TASKS AND EXERCISES:
A. Extract from the passage on Bernie Sanders's political appeal the portion starting at "Moreover, even Alexandria" and ending at "when it matters.", copied word for word.
B. Write what comes next in the passage about Bernie Sanders's political appeal, picking up after its final sentence.

QUOTED PASSAGE:
%%

But fine. How does this supposed general lesson about political appeals apply to Sanders? Leonhardt writes that
"... the left is hurting its own ability to win elections and enact sweeping change, by insisting on an orthodox version of progressivism. To put it another way: Can you think of one way that Bernie Sanders is signaling respect to voters outside of his base? He has taken a nearly maximalist liberal position on every major issue."
I suppose it all depends on what one thinks of as Sanders's base, but it is at this point old news that Sanders's unique appeal among the Democratic candidates is that he seems most likely to pull in some of Trump's now all but mythic blue-collar white voters. Moreover, I will turn Leonhardt's question around: Can you think of one way that Bernie Sanders is signaling disrespect for voters? Leonhardt's answer seems to be that Sanders's full-on liberalism is disrespectful to non-liberals, but that is fatuous at best. Whatever positions one takes, some voters will be turned off. That is not disrespect but taking a position.
Moreover, even Alexandria Ocasio-Cortez recently admitted that Sanders would be pragmatic when in office, even on health care: "The worst-case scenario? We compromise deeply and we end up getting a public option. Is that a nightmare? I don’t think so." Sanders will not say as much on the campaign trail, of course, but just like Warren, he knows how to be realistic when it matters.

%%

SUPPLIED DATA:
%%

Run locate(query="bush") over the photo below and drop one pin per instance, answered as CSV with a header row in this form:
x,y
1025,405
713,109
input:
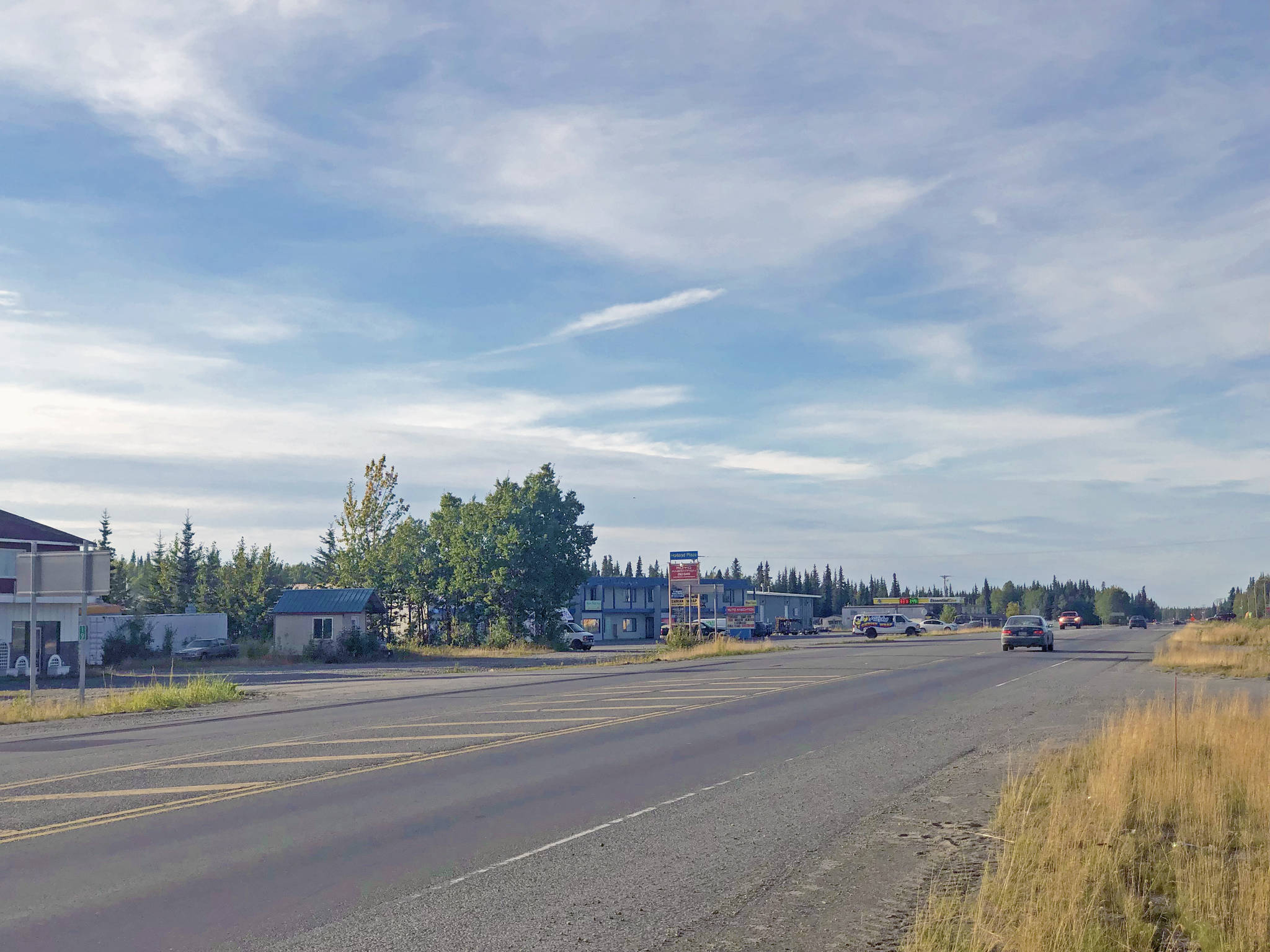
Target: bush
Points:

%%

ANSWERS:
A.
Moreover, even Alexandria Ocasio-Cortez recently admitted that Sanders would be pragmatic when in office, even on health care: "The worst-case scenario? We compromise deeply and we end up getting a public option. Is that a nightmare? I don’t think so." Sanders will not say as much on the campaign trail, of course, but just like Warren, he knows how to be realistic when it matters.

B.
So Leonhardt's objection is that Sanders is not telling everyone in advance that he will give up more than half a loaf in order to get something done. Only someone who looks back longingly at Bill Clinton's and Barack Obama's negotiations against themselves would think that this is a brilliant strategy.
But the larger point is that Leonhardt's chin-stroking nonsense is the mild version of attacks on Sanders by those who prefer their Democrats always to be in a defensive crouch. They cannot say merely that they disagree with Sanders on tax policy or the minimum wage or how to get to universal health care coverage. They have to say that he is positively Trumpian, a humorless (seriously?) didact who disrespects people by actually seeming to believe in liberal policy views.
Moreover, the Leonhardt view is based on the false assumption that "nearly maximalist liberal positions" are unpopular. Sanders is not merely figuring out how to increase turnout through political organizing. He is counting on making those people actually want to turn out because he respects their intelligence and sees their suffering. They like progressive taxation and liberal government policies.
The self-styled voices of reason in the party and the punditocracy, however, are sure that Sanders cannot win. If so, then they have every right to tell people so, and to campaign for a milquetoast alternative like Buttigieg, Amy Klobuchar, or Joe Biden. What they must not do, however, is to carry the Republicans' water by making false claims about Sanders that will carry over to the general election.
Again, as Boot said: "Sanders is no Trump, which is why I would reluctantly vote for him in the fall." Given that I think Warren is the better candidate, I would also be reluctant. But I am not going to smear Sanders now, not when every slimy thing that Democrats say about him will be endlessly repeated on Fox for months to come.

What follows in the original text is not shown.